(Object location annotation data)
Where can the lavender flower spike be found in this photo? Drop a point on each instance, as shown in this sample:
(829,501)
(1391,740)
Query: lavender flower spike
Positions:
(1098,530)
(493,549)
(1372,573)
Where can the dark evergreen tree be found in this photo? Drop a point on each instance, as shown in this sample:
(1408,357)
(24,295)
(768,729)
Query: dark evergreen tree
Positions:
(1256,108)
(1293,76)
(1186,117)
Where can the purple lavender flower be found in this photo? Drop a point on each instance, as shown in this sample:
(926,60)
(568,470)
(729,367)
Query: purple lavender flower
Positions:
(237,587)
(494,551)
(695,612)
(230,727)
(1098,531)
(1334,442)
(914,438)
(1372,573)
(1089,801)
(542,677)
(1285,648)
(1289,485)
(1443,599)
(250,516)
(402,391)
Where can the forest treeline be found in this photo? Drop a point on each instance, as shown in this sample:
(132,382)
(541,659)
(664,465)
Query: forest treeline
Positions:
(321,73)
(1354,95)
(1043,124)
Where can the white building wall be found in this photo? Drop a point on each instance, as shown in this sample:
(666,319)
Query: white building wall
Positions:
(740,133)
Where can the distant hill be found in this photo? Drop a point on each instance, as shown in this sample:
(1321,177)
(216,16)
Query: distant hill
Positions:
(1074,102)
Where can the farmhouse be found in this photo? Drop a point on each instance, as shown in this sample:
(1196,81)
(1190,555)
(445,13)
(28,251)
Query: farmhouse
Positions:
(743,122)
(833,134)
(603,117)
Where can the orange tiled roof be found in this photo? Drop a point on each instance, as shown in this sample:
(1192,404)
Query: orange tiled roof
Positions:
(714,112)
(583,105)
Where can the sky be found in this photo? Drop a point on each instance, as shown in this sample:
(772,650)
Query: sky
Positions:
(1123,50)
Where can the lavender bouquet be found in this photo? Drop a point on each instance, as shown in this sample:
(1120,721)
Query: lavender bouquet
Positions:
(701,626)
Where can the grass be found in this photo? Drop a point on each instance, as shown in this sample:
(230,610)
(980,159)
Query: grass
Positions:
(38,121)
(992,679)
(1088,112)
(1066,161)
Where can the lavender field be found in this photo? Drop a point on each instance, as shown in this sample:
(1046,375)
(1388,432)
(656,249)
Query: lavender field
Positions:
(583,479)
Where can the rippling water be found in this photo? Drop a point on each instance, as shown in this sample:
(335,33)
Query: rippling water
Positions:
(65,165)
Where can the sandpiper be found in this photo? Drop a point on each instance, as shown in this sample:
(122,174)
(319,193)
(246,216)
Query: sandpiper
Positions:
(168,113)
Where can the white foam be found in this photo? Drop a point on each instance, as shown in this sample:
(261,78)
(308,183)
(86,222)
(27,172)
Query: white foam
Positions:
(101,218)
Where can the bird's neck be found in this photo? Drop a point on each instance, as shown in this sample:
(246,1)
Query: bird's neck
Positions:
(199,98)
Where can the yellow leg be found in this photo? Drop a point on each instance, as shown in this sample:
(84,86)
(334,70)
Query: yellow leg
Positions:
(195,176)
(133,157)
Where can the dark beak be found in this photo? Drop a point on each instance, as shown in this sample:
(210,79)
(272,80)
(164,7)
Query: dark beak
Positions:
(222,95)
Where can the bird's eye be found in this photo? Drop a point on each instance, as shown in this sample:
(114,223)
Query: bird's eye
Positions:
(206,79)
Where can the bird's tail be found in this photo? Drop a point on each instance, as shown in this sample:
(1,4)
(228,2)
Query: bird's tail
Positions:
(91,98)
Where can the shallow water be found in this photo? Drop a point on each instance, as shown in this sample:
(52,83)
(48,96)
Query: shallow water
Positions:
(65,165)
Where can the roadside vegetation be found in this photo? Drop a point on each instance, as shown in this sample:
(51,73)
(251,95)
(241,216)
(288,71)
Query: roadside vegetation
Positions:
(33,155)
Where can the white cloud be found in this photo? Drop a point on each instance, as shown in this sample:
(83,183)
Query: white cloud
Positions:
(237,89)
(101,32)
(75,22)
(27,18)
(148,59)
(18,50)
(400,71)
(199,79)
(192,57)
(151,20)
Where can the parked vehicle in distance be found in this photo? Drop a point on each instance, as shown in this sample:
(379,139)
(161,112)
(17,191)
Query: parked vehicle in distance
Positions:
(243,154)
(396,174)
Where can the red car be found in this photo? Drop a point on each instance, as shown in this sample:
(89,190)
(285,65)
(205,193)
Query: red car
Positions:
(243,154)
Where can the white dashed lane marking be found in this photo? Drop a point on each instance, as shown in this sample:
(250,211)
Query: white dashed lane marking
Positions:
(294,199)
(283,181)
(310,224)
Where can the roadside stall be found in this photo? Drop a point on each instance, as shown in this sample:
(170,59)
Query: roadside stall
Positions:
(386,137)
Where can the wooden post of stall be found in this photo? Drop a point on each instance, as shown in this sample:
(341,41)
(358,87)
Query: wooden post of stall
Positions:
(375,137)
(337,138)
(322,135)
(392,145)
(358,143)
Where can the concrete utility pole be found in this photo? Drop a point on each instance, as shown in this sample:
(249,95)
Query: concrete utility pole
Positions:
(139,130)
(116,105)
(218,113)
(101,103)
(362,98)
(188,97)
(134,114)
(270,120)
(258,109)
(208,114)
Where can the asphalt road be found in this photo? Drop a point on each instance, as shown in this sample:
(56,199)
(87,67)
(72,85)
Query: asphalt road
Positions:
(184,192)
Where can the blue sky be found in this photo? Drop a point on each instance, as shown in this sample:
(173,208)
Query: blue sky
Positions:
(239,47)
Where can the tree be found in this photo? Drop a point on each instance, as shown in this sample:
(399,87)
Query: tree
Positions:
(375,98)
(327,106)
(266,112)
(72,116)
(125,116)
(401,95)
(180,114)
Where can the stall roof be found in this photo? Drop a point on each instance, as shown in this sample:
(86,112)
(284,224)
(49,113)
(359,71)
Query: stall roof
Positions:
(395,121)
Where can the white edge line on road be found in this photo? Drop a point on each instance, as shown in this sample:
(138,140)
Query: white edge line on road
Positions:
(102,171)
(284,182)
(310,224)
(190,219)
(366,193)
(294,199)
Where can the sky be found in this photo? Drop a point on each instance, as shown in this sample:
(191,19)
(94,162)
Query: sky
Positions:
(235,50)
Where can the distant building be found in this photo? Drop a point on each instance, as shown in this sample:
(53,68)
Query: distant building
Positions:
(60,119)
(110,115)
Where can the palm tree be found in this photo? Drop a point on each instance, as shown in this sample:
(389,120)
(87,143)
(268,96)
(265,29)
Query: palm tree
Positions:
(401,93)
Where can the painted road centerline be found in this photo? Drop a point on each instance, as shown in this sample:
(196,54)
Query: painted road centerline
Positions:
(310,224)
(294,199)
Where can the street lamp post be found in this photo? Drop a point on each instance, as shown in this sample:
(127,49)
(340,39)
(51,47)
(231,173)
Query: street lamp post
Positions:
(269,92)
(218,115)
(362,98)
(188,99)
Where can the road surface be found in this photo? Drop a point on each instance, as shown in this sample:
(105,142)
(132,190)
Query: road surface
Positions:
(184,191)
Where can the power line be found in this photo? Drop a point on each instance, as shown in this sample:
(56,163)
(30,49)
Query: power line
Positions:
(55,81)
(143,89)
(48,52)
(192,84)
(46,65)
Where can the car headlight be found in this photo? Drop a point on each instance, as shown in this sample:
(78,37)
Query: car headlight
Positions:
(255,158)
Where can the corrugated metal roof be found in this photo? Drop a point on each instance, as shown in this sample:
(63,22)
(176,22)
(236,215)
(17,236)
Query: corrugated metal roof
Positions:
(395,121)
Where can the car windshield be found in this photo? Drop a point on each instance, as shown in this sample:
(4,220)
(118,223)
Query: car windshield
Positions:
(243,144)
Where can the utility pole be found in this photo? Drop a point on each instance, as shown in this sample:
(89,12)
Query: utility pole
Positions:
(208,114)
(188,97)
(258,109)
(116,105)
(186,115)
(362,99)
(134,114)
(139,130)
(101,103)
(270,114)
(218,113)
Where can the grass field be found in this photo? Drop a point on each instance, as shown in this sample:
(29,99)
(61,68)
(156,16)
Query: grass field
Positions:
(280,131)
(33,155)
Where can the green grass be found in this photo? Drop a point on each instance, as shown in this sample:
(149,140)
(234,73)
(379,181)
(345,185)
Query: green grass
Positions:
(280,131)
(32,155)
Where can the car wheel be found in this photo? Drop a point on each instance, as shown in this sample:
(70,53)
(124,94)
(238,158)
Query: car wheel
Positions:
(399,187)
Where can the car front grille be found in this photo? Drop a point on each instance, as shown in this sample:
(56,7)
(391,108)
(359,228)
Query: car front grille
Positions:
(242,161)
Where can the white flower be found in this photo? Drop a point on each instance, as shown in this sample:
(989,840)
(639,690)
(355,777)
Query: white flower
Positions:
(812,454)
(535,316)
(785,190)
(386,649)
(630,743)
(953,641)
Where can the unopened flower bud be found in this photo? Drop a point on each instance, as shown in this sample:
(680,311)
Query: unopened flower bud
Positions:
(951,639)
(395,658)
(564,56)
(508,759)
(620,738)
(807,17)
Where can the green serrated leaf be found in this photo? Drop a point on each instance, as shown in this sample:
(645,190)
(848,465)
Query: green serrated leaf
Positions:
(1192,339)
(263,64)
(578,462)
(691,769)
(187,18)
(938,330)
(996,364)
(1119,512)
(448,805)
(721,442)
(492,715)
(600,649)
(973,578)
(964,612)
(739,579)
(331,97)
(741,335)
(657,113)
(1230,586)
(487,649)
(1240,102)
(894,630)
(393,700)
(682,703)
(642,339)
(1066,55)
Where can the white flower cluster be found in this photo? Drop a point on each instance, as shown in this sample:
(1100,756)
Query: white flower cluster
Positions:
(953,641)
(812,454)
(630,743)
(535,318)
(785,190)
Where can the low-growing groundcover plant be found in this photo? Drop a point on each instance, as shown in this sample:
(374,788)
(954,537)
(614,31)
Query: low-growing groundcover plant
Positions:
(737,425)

What you will do:
Begin with the line that contains "Where can the white flower cluster" and quote each line after it exactly, stopping after the last line of the data.

Worked answer:
Where can the white flower cluster be found in this photo? Drop a point on each instance, as shown in this sample:
(1100,756)
Query: white flower cluster
Positions:
(953,641)
(812,454)
(630,743)
(535,318)
(785,190)
Where can the low-growing groundcover plant be found in this photo? Drop a point on each instance, as shown in this sample:
(374,788)
(954,537)
(614,31)
Query: low-growing groundcover plant
Positions:
(737,425)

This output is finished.